>> START Raw data
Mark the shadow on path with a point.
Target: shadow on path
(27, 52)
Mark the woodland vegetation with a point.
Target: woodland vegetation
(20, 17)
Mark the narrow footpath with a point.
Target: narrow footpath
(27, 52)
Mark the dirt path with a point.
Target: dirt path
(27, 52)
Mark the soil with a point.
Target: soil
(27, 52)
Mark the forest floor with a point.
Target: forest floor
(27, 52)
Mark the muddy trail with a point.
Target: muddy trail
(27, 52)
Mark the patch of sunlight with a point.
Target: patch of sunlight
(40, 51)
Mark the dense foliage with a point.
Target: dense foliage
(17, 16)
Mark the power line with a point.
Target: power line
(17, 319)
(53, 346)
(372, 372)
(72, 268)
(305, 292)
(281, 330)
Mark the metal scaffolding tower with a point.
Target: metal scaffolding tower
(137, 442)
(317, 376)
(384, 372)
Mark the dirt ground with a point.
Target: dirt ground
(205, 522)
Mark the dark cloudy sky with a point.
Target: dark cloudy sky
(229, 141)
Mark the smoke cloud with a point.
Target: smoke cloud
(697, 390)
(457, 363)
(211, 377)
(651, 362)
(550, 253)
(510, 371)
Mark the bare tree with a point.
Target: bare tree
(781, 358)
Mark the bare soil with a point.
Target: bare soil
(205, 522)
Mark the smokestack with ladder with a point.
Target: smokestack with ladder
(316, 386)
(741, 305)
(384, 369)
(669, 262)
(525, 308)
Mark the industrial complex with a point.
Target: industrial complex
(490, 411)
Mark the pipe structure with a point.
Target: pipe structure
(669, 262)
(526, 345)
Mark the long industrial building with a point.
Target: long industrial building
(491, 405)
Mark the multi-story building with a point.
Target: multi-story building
>> END Raw data
• **The exercise**
Starting with the line that contains "Mark the woodland vegetation with a point.", return each line through the last one of the data above, exactly as written and nothing more.

• **Response to this task**
Mark the woodland vegetation with a point.
Target: woodland vegetation
(20, 17)
Mark the narrow footpath with a point.
Target: narrow footpath
(27, 52)
Mark the dirt path with a point.
Target: dirt path
(27, 52)
Mark the soil with a point.
Target: soil
(27, 52)
Mark the forest floor with a point.
Target: forest floor
(27, 52)
Mark the muddy trail with a point.
Target: muddy trail
(27, 52)
Mark the patch of sunlight with a point.
Target: patch of sunlight
(40, 51)
Mark the dense foliage with a point.
Target: dense foliage
(17, 16)
Mark the power line with a point.
Target: power line
(17, 319)
(53, 346)
(372, 372)
(72, 268)
(305, 292)
(281, 330)
Mark the metal scaffolding tower with a point.
Target: metal scaffolding tower
(137, 442)
(317, 376)
(384, 372)
Mark the dirt ground with a point.
Target: dirt ground
(205, 522)
Mark the dark cloudy sky with a point.
Target: dark cloudy sky
(229, 141)
Mark the smoke cloud with a point.
Target: smoke cloud
(697, 390)
(457, 363)
(211, 377)
(651, 362)
(550, 253)
(510, 371)
Mark the bare tree with a point.
Target: bare tree
(781, 358)
Mark the bare soil with a point.
Target: bare soil
(205, 522)
Mark the smokestack with ladder with a point.
Target: smokestack with ladder
(316, 386)
(741, 305)
(384, 369)
(669, 262)
(525, 308)
Mark the industrial complex with a point.
Target: industrial complex
(490, 411)
Mark the pipe structure with a point.
Target: pipe structure
(669, 262)
(526, 345)
Mark the long industrial building with a point.
Target: long industrial building
(491, 405)
Mark the multi-story building with a point.
Target: multi-story building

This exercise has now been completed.